The response must consist of the records below, copied exactly.

-- Data excerpts follows --

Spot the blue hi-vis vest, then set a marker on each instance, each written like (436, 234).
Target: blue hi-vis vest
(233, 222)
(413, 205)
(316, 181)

-- Data excerpts concluded --

> Result for this task:
Spot the blue hi-vis vest, then set a marker on each instance, each written like (436, 234).
Target: blue hi-vis vest
(233, 222)
(413, 205)
(316, 181)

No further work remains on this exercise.